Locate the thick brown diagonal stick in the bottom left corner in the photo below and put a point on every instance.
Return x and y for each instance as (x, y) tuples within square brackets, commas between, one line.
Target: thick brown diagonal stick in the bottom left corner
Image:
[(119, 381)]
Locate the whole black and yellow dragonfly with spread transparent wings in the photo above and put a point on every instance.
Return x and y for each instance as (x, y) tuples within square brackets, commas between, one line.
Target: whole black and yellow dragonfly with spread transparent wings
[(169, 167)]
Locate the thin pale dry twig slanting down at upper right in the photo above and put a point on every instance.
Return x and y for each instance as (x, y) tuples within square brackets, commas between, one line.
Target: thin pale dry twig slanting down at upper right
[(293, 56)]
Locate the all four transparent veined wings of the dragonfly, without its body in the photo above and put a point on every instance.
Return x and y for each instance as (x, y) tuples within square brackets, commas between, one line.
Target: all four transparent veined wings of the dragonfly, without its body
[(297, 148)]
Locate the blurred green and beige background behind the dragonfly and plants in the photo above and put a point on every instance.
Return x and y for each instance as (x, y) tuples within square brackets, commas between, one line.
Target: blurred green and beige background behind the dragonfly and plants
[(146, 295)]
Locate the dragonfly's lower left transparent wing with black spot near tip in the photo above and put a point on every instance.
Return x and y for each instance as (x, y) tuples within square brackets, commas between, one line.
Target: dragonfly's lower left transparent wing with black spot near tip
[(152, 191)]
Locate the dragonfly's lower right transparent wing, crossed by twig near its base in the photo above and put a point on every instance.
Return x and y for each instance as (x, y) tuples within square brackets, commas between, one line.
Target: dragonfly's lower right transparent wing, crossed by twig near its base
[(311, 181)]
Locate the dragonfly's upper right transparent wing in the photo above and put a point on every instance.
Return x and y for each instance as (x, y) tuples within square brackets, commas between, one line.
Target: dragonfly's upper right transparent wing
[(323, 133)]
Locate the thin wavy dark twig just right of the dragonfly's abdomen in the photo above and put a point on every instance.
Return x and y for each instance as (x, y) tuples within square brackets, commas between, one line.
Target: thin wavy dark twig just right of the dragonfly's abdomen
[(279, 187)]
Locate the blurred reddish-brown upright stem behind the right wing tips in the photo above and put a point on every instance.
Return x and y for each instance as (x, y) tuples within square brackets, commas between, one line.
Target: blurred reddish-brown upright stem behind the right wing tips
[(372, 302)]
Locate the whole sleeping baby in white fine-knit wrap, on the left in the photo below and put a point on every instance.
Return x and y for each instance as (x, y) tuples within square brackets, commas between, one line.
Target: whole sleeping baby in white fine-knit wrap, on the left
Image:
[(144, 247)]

++++++++++

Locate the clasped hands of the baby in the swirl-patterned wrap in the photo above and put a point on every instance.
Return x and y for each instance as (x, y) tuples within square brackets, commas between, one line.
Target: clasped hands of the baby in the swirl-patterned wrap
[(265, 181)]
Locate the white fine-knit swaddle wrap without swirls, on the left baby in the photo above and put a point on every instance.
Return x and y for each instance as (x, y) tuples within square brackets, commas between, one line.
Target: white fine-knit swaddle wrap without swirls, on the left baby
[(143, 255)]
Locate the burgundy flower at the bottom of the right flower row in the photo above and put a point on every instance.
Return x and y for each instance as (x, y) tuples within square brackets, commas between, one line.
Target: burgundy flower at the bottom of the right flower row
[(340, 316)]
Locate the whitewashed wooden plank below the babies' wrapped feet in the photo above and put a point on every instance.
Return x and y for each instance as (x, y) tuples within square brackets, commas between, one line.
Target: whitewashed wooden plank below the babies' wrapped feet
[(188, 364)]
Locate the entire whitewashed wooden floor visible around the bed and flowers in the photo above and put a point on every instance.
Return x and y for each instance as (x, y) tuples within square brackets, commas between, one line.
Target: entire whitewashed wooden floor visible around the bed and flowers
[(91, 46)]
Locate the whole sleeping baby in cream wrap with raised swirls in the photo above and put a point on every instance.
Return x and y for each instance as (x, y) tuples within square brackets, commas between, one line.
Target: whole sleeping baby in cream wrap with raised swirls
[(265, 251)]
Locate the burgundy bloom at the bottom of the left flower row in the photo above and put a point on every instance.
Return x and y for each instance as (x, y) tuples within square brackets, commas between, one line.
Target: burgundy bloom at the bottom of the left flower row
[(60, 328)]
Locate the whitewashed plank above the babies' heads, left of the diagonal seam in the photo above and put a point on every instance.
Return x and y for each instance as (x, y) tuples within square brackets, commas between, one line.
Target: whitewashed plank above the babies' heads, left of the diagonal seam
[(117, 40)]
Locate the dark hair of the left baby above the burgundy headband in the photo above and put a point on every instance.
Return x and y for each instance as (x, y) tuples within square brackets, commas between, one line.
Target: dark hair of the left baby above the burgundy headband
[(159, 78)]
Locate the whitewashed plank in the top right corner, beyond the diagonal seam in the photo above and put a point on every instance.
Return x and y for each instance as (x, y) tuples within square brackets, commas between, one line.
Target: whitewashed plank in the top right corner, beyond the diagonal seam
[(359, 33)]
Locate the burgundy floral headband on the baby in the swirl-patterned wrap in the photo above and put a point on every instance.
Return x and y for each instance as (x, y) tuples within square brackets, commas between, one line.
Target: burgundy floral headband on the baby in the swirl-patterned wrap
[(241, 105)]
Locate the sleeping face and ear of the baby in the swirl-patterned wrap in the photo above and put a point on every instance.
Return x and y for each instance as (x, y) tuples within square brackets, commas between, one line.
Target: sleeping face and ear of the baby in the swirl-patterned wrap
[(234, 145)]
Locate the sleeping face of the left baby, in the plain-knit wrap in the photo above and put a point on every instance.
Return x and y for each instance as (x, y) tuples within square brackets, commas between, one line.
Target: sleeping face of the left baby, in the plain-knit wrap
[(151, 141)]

++++++++++

(What to produce) Above are some records; copy exactly the lines from the one with "Target: whole sleeping baby in cream" through the one with "Locate the burgundy bloom", both included, and no others.

(Result of the exercise)
Target: whole sleeping baby in cream wrap with raised swirls
[(265, 251)]
Locate the burgundy bloom at the bottom of the left flower row in the photo above and put a point on every instance.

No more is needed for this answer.